• [DOCUMENT SECTION]

# # # # # # #

Quick Care Facts
• Care Level: Expert • Temperament: Aggressive • Maximum Size: 38"
• Minimum Tank Size: 360 gallons • Water Conditions: 65-75° F, dKH 8-12, pH 8.1-8.4, sg 1.020-1.025
• Diet: Carnivore • Origin: Australia
• Family: Brachaeluridae • Species: Sharks • Aquarium Type: Predatory
Native Habitat and Species Information
Blind Shark native habitat, distribution, behavior & aquarium compatibility.
Blind Sharks (Brachaelurus waddi) originate from Australia, where they range from Queensland to southern New South Wales. They live in shallow coastal waters ranging from just a few feet in depth down to about 250 feet. They are commonly found during the nighttime hours in shallow high-energy surge zones, where they move about the rocky underwater terrain in search of small invertebrates and bony fish to feed on.
Despite their common name, Blind Sharks can actually see equally well as any other shark species. Their common name came from its habit of closing its eyes when taken out of the water. Blind Sharks make their way into the aquarium hobby from time to time since they are fairly well suited for larger home aquariums between 360 and 1000 gallons in size.
Most captive raised Blind Shark specimens only reach about 3 feet in length, which along with being a benthic or bottom-dwelling Shark species make them better suited for aquarium life than open water shark species. They do make it into the hobby are often marketed under a wide variety of common names that include: Blind Shark, Aussie Blind Shark, Australian Blind Shark, Brown Carpet Shark, Grey Carpet Shark and other similar variants.
How to successfully keep Blind Shark in the home aquarium.

# # # # # # #

• [EXTRACTED INFORMATION]
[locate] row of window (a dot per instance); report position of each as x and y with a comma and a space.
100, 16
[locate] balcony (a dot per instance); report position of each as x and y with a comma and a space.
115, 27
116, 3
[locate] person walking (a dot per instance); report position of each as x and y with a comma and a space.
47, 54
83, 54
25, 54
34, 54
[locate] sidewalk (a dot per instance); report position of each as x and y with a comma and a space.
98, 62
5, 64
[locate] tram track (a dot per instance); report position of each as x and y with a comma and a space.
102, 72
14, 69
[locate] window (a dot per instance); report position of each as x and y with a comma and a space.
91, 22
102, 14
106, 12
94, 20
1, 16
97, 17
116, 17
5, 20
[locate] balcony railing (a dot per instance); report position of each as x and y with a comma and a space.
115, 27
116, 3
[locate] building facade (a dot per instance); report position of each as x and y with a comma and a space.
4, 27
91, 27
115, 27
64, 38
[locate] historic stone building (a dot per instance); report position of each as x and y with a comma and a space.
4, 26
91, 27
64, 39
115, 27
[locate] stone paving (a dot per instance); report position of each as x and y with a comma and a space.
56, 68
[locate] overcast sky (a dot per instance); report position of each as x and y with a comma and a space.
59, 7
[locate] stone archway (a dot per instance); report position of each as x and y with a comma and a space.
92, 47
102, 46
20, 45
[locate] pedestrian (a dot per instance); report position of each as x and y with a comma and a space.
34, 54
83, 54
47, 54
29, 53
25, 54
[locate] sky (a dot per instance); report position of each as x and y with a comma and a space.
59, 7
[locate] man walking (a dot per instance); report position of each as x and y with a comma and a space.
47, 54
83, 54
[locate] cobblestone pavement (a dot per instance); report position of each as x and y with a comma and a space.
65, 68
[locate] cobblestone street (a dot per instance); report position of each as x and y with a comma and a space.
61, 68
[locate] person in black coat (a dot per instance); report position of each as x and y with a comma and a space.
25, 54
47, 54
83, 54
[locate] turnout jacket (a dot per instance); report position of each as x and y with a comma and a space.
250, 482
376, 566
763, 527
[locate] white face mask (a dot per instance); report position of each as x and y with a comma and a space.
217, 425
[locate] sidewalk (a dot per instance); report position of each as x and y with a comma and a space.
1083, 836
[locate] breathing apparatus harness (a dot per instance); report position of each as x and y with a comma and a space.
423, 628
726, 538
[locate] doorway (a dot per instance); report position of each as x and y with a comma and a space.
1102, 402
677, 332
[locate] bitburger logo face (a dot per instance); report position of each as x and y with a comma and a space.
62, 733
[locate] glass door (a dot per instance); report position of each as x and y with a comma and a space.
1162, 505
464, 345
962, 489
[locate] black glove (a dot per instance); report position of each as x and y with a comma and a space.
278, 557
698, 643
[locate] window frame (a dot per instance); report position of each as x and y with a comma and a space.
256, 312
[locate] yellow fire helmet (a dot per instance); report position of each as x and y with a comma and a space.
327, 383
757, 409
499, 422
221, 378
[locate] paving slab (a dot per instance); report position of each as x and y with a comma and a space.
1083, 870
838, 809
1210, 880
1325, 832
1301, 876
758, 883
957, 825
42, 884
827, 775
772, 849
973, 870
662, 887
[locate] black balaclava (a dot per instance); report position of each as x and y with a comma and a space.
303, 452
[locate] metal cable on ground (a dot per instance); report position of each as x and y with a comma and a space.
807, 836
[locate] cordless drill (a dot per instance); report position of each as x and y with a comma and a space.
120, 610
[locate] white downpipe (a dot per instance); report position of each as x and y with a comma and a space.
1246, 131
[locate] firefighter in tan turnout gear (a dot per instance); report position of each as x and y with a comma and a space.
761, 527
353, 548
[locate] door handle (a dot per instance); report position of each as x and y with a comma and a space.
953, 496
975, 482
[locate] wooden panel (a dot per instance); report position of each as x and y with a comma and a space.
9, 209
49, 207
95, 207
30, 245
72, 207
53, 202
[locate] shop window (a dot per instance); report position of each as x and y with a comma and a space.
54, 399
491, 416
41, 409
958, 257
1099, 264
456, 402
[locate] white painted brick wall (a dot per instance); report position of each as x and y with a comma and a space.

# # # # # # #

• [EXPLORE THE MATERIAL]
1. In the blind shark care page, what habit gave the Blind Shark its common name?
2. Resume the blind shark care page after its final line.

• [TASK RESPONSES]
1. Its habit of closing its eyes when taken out of the water.

2.
There are some general aspects of shark husbandry that all hobbyists looking to keep sharks in their home aquarium should be aware of. All sharks even those available within the aquarium hobby are large in terms of home aquarium sizes. Therefore it is important that all sharks are housed in large aquariums that have a foot print that is wide and long, which will give the shark room to swim and accommodate a larger water volume.
A good rule of thumb for a minimum shark aquarium is for the aquarium to be at least 1 to 2 times as wide as the shark is long and 2 to 4 times as long, with larger always being better. Secondly, sharks require plenty of dissolved oxygen in the water and are sensitive to low oxygen environments.
Plenty of water volume, moderate water currents and strong mechanical and biological filtration is very important in order to support the bio load that a large bodied fish like a shark places on an aquarium filtration system. A sand or mixed sand rubble substrate is important for benthic shark species that spend a lot of time laying on the substrate so that they do not scratch or agitate their underside which can lead to open wounds and disease.
The aquarium should be well covered and all equipment like heaters and skimmers should be outside the main aquarium in a sump or other external setup to eliminate any excess electrical currents in the water, which will stress the sharks being housed in the display tank.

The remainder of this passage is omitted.